**What to do**:
Only the lines with "place" in them need to be copied from the listing.

===============

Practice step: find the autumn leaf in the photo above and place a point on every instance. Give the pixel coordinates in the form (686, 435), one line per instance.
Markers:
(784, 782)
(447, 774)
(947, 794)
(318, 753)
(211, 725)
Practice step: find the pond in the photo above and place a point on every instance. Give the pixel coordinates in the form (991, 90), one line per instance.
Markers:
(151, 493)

===============

**The answer**:
Practice step: find the autumn leaf in the photo above and place a point on every instance. Give the pixel coordinates in the form (686, 435), one line per instance.
Practice step: find the pond in the photo above and place a point on every instance. Give the pixel coordinates in the form (991, 90), one line per instance.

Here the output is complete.